● INSTRUCTION
Please write out the material below exactly as given.

= = =

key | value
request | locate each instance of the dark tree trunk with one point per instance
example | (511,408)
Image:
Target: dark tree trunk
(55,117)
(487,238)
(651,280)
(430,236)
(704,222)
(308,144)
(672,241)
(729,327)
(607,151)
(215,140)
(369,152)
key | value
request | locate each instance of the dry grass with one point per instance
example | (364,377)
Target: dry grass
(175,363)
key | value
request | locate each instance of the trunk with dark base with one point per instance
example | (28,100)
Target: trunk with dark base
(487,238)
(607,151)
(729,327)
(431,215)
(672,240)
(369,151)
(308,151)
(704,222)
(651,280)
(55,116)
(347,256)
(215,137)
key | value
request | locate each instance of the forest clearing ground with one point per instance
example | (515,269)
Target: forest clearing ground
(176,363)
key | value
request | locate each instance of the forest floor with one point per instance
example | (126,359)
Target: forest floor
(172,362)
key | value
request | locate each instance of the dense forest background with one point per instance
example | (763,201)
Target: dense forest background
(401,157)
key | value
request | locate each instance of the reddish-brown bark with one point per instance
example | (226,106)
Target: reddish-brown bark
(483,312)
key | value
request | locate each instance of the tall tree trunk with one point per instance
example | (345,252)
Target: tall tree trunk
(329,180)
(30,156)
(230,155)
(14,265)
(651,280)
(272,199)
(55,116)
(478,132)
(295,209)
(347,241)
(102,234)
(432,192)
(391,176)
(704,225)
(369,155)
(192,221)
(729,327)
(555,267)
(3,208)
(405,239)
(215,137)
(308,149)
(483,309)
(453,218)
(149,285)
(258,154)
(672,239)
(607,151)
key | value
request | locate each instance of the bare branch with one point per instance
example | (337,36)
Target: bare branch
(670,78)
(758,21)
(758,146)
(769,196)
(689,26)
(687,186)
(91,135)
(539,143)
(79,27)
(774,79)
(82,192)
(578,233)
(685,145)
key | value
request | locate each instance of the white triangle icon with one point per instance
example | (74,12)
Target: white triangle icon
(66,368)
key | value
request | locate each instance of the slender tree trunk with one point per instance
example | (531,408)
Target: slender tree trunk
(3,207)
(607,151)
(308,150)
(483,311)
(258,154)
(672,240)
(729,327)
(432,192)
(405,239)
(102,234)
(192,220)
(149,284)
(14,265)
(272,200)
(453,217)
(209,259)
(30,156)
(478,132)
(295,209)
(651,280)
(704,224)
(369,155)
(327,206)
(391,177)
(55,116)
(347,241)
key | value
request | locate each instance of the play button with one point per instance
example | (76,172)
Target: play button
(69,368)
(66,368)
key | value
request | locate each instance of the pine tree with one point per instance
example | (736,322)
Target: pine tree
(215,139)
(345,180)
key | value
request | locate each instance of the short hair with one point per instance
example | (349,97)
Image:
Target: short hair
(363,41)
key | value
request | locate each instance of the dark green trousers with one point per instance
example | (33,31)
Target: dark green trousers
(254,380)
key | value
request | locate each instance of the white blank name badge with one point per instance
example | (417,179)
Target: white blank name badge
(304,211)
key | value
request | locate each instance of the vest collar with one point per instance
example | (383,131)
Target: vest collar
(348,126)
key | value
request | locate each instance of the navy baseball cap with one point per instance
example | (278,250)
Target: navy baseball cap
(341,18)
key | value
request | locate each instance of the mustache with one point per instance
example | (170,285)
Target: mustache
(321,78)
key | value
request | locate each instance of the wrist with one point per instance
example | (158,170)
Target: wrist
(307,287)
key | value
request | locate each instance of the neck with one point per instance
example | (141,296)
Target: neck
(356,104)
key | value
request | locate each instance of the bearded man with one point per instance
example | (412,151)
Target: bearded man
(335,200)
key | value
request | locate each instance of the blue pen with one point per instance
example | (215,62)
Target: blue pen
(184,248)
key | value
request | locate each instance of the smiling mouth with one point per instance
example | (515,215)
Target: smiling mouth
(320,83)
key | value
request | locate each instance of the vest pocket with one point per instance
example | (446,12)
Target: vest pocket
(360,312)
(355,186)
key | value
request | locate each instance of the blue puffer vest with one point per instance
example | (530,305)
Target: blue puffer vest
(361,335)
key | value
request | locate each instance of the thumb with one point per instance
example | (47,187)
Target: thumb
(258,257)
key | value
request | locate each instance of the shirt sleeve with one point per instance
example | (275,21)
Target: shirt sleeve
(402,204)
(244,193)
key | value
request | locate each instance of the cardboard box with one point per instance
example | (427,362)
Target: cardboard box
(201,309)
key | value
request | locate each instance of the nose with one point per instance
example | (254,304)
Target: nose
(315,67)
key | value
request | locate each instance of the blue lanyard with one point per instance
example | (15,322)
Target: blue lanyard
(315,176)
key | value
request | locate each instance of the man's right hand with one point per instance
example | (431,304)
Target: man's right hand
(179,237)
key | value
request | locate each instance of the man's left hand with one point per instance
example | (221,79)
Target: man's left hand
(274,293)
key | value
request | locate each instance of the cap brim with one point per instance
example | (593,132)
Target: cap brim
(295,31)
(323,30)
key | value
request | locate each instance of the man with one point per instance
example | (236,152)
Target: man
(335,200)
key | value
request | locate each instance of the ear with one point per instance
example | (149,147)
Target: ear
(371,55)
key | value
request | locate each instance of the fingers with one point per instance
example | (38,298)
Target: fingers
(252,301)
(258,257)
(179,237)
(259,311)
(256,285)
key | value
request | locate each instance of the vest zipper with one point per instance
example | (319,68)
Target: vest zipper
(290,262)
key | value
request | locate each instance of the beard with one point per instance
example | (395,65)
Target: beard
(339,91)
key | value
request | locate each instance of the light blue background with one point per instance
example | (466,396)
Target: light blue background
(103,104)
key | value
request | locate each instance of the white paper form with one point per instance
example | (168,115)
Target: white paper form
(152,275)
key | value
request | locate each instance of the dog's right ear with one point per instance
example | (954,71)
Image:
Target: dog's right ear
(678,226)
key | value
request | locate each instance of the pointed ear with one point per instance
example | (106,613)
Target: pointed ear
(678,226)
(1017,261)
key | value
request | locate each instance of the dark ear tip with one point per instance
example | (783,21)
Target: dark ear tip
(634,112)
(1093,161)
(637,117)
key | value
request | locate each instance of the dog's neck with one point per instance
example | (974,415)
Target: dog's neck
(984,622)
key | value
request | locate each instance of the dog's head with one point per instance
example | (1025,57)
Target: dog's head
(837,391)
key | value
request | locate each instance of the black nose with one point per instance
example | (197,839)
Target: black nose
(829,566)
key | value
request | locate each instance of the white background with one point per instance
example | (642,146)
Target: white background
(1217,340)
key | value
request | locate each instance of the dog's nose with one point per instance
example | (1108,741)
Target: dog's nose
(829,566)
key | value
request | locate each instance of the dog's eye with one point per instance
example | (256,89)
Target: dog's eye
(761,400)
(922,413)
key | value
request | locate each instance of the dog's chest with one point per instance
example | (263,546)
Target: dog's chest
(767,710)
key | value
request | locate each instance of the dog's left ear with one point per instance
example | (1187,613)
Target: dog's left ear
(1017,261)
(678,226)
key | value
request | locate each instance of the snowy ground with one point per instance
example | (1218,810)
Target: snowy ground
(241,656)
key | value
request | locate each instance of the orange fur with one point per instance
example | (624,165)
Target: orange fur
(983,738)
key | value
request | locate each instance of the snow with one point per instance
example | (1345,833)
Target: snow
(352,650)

= = =

● SOLUTION TO THE PROBLEM
key | value
request | locate each instance of the dark tree trunk with one point per instance
example | (511,408)
Image:
Target: dark tree trunk
(55,117)
(487,238)
(651,280)
(430,236)
(704,222)
(308,144)
(672,241)
(729,327)
(607,151)
(215,140)
(369,152)
key | value
request | locate each instance of the dry grass with one point per instance
example | (364,377)
Target: dry grass
(175,363)
key | value
request | locate each instance of the trunk with dark base with one point per instance
example | (28,100)
Target: trunk with dark base
(487,238)
(607,151)
(729,327)
(431,215)
(672,240)
(369,151)
(308,151)
(704,222)
(651,280)
(55,116)
(347,256)
(215,137)
key | value
request | locate each instance of the forest clearing ground with one point per instance
example | (515,269)
Target: forest clearing ground
(176,363)
key | value
request | locate each instance of the forest floor with one point per instance
example | (126,359)
Target: forest floor
(172,362)
key | value
request | locate each instance of the dense forest background with one point per instance
example | (763,201)
Target: dense forest background
(401,157)
key | value
request | locate each instance of the reddish-brown bark with one point per instance
example | (226,106)
Target: reddish-brown bark
(483,312)
key | value
request | locate each instance of the tall tree trunk with one point per instance
example | (345,252)
Target: tall tree trunk
(329,180)
(30,156)
(230,155)
(14,265)
(651,280)
(272,199)
(55,116)
(478,132)
(295,209)
(347,241)
(102,234)
(432,192)
(391,176)
(704,225)
(369,155)
(192,221)
(729,327)
(555,267)
(3,208)
(405,239)
(215,137)
(308,149)
(483,309)
(453,218)
(149,285)
(258,154)
(672,239)
(607,151)
key | value
request | locate each instance of the bare branch with one point per instance
example | (337,36)
Target: bare branch
(670,78)
(758,21)
(758,146)
(769,196)
(689,26)
(687,186)
(91,135)
(539,143)
(79,27)
(774,79)
(82,192)
(578,233)
(685,145)
key | value
request | locate each instance of the white triangle icon with one point per instance
example | (74,12)
Target: white triangle icon
(66,368)
key | value
request | locate each instance of the slender tree trunk with one point per instance
example | (531,408)
Target: slender tree trunk
(3,207)
(607,151)
(308,150)
(483,311)
(258,154)
(672,240)
(729,327)
(432,192)
(405,239)
(102,234)
(192,220)
(149,284)
(14,265)
(272,200)
(453,217)
(209,259)
(30,156)
(478,132)
(295,209)
(651,280)
(704,224)
(369,155)
(327,206)
(391,177)
(55,116)
(347,241)
key | value
request | locate each instance of the play button with one point per instance
example | (76,172)
Target: play button
(69,368)
(66,368)
key | value
request | locate each instance of the pine tree with one point per instance
example | (736,322)
Target: pine tree
(215,139)
(345,180)
key | value
request | locate each instance of the short hair with one point per instance
example | (349,97)
Image:
Target: short hair
(363,41)
key | value
request | locate each instance of the dark green trousers with one point per instance
example | (33,31)
Target: dark green trousers
(254,380)
key | value
request | locate each instance of the white blank name badge with one point per instance
example | (417,179)
Target: white blank name badge
(304,211)
key | value
request | locate each instance of the vest collar with one point per instance
example | (383,131)
Target: vest collar
(348,126)
key | value
request | locate each instance of the navy baseball cap with one point per instance
example | (278,250)
Target: navy baseball cap
(341,18)
key | value
request | locate each instance of the mustache with one point per instance
example | (170,285)
Target: mustache
(321,78)
key | value
request | locate each instance of the wrist with one point per instance
example | (158,170)
Target: wrist
(307,287)
key | value
request | locate each instance of the neck with one point per instance
example | (141,296)
Target: neck
(356,104)
key | value
request | locate each instance of the bearded man with one point per instance
example | (412,151)
Target: bearded man
(335,200)
key | value
request | locate each instance of the blue pen with one point per instance
example | (215,62)
Target: blue pen
(184,248)
key | value
request | locate each instance of the smiling mouth with one point per instance
example | (515,215)
Target: smiling mouth
(320,83)
key | value
request | locate each instance of the vest pocket with one point per instance
example | (446,12)
Target: vest pocket
(360,312)
(355,186)
key | value
request | locate each instance of the blue puffer vest with one point per instance
example | (530,305)
Target: blue puffer vest
(361,335)
key | value
request | locate each instance of the thumb with one point per instance
example | (47,187)
Target: thumb
(258,257)
key | value
request | locate each instance of the shirt sleeve with one point per instance
example | (275,21)
Target: shirt sleeve
(402,204)
(244,193)
key | value
request | locate each instance of the cardboard box with one point per instance
example | (427,362)
Target: cardboard box
(201,309)
key | value
request | locate each instance of the nose with one point per instance
example | (254,304)
Target: nose
(315,67)
key | value
request | locate each instance of the blue lanyard with one point per instance
example | (15,322)
Target: blue lanyard
(315,176)
key | value
request | locate each instance of the man's right hand with one point per instance
example | (431,304)
Target: man's right hand
(179,237)
key | value
request | locate each instance of the man's left hand with one point per instance
example | (221,79)
Target: man's left hand
(274,293)
key | value
request | locate each instance of the cap brim with one point per instance
example | (593,132)
Target: cap brim
(295,31)
(323,30)
key | value
request | locate each instance of the man with one point per instance
example | (236,152)
Target: man
(335,200)
key | value
request | locate each instance of the ear with one point per instance
example | (149,147)
Target: ear
(371,55)
key | value
request | locate each instance of the fingers with one point per instance
example | (38,298)
Target: fingers
(252,301)
(258,257)
(179,237)
(259,311)
(256,285)
key | value
request | locate each instance of the vest zipper with one point per instance
example | (319,68)
Target: vest zipper
(290,262)
key | value
request | locate each instance of the beard with one point per instance
example | (395,65)
Target: beard
(339,91)
key | value
request | locate each instance of the light blue background with one point per instance
example | (466,396)
Target: light blue background
(103,104)
key | value
request | locate each instance of the white paper form with one point per instance
example | (168,115)
Target: white paper form
(152,275)
key | value
request | locate each instance of the dog's right ear with one point per instance
example | (954,71)
Image:
Target: dog's right ear
(678,226)
key | value
request | locate each instance of the pointed ear with one point per instance
example | (106,613)
Target: pointed ear
(678,226)
(1017,261)
key | value
request | locate each instance of the dark ear tip with one point per instance
example | (783,21)
Target: dark ear tip
(634,112)
(1093,161)
(637,117)
key | value
request | locate each instance of the dog's neck with one point per instance
example | (974,415)
Target: dog's neck
(984,622)
key | value
request | locate each instance of the dog's head with one point per instance
example | (1025,57)
Target: dog's head
(837,391)
key | value
request | locate each instance of the black nose with one point per instance
example | (197,839)
Target: black nose
(829,566)
key | value
request | locate each instance of the white background with one point per instance
example | (642,146)
Target: white background
(1217,340)
key | value
request | locate each instance of the dog's nose with one point per instance
example | (1108,741)
Target: dog's nose
(829,566)
key | value
request | locate each instance of the dog's eye with one point per instance
example | (256,89)
Target: dog's eye
(761,400)
(922,413)
key | value
request | locate each instance of the dog's chest with one point per instance
example | (263,546)
Target: dog's chest
(767,710)
key | value
request | locate each instance of the dog's left ear with one point per instance
example | (1187,613)
Target: dog's left ear
(1017,261)
(678,226)
key | value
request | locate each instance of the snowy ground with one point per instance
example | (1218,810)
Target: snowy ground
(241,656)
key | value
request | locate each instance of the orange fur with one point per instance
example | (624,165)
Target: orange fur
(983,738)
key | value
request | locate each instance of the snow with one point per instance
example | (1345,833)
Target: snow
(352,650)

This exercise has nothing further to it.